_RECORD LIST_:
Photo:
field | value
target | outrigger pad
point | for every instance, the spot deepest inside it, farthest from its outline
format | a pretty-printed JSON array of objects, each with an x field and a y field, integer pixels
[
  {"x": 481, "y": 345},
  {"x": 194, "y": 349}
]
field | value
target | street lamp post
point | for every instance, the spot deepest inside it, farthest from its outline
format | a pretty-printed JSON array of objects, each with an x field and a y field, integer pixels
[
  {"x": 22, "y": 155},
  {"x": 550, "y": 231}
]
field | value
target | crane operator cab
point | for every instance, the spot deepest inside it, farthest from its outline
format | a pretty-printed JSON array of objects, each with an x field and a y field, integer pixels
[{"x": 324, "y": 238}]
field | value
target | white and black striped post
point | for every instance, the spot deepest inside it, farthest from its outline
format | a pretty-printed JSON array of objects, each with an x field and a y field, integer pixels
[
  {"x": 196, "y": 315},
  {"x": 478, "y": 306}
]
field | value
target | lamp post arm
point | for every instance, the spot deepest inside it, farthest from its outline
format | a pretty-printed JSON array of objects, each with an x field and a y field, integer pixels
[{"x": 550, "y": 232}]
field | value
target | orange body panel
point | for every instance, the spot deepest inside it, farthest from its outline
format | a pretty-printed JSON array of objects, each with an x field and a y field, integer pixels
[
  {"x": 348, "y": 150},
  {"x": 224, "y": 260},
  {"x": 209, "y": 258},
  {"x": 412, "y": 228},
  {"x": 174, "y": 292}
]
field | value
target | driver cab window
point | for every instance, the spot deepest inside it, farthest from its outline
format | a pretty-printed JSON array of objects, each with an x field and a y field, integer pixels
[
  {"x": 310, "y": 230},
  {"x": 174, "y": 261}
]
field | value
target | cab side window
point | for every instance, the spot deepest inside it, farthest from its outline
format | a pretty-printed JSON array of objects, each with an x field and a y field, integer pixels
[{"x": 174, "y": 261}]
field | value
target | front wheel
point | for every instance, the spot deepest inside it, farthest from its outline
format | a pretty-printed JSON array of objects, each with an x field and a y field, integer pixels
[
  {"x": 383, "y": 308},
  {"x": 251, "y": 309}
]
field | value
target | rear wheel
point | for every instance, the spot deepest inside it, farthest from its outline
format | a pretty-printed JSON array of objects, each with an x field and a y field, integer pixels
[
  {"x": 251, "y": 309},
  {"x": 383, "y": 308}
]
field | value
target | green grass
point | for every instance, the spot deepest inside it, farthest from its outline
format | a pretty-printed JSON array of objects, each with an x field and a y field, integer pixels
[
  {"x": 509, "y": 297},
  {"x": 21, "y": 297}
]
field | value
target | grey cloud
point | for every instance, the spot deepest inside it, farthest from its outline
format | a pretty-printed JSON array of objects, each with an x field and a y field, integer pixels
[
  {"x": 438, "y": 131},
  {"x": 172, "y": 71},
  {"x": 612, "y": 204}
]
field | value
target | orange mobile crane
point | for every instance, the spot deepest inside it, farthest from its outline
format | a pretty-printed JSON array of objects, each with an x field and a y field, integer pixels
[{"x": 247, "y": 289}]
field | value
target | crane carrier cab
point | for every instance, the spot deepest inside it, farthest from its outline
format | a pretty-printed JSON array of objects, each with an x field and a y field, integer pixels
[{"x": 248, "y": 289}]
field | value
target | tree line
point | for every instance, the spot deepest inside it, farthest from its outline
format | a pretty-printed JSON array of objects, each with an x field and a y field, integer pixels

_JOB_: The records above should be returned exactly.

_RESULT OF THIS EXERCISE_:
Photo:
field | value
target | outrigger pad
point | for every instance, the spot deepest inside it, farthest from its outline
format | a pretty-printed JSON array of objects, each with an x field and a y field, integer pixels
[
  {"x": 481, "y": 345},
  {"x": 194, "y": 349}
]
field | value
target | street lamp post
point | for every instance, the spot deepest inside it, farthest from its outline
format | a pretty-printed JSON array of objects, each with an x field and a y field, integer pixels
[
  {"x": 22, "y": 155},
  {"x": 550, "y": 231}
]
field | value
target | crane operator cab
point | for every instance, the spot deepest inside it, farthest from its outline
format | a pretty-printed JSON array of objects, each with an x field and a y field, integer pixels
[{"x": 324, "y": 238}]
field | value
target | white and black striped post
point | for every instance, the spot deepest inside it, farthest from its outline
format | a pretty-printed JSON array of objects, each with an x field and a y field, integer pixels
[
  {"x": 196, "y": 315},
  {"x": 478, "y": 306}
]
field | value
target | lamp post arm
point | for every instance, the spot deepest inside it, farthest from its outline
format | a pretty-printed JSON array of objects, each with an x field and a y field, integer pixels
[{"x": 550, "y": 232}]
field | value
target | orange body panel
point | for every instance, the spot deepest inside it, farthest from its outline
format | a pretty-printed JSON array of objects, each with an x field and a y field, integer pixels
[
  {"x": 348, "y": 150},
  {"x": 224, "y": 260},
  {"x": 209, "y": 258},
  {"x": 412, "y": 228},
  {"x": 174, "y": 292}
]
field | value
target | driver cab window
point | for every instance, the spot deepest inside it, farthest from its outline
format | a pretty-printed JSON array of objects, each with an x field and a y field, integer pixels
[
  {"x": 310, "y": 230},
  {"x": 174, "y": 261}
]
field | value
target | cab side window
point | for every instance, the spot deepest inside it, farthest from its outline
format | a pretty-printed JSON array of objects, each with an x field and a y field, integer pixels
[{"x": 174, "y": 261}]
field | value
target | front wheel
point | for every instance, the spot deepest inside it, farthest from its outline
format | a pretty-printed JSON array of objects, each with an x field and a y field, integer pixels
[
  {"x": 383, "y": 308},
  {"x": 251, "y": 309}
]
field | value
target | rear wheel
point | for every instance, the spot deepest inside it, farthest from its outline
format | a pretty-printed JSON array of objects, each with an x field and a y field, integer pixels
[
  {"x": 251, "y": 309},
  {"x": 383, "y": 308}
]
field | value
target | green grass
point | for every instance, the spot deepest inside it, farthest from its outline
format | a pretty-printed JSON array of objects, each with an x field and a y field, integer pixels
[
  {"x": 509, "y": 297},
  {"x": 21, "y": 297}
]
field | value
target | grey cloud
point | for every instance, the spot deepest inside it, farthest from its outline
format | a pretty-printed JSON array of objects, each with an x field and a y field, integer pixels
[
  {"x": 438, "y": 131},
  {"x": 172, "y": 71},
  {"x": 612, "y": 204}
]
field | value
target | orange mobile crane
point | for every instance, the spot deepest inside it, farthest from its outline
format | a pretty-printed JSON array of objects, each with an x field and a y field, integer pixels
[{"x": 247, "y": 289}]
field | value
target | crane carrier cab
point | for every instance, the spot deepest inside it, farthest from its outline
format | a pretty-printed JSON array of objects, each with an x field and a y field, integer pixels
[{"x": 248, "y": 289}]
field | value
target | tree line
point | for every instance, the spot deepest inside it, farthest from its outline
format | a pretty-printed JSON array of objects, each with an x field and a y field, integer pixels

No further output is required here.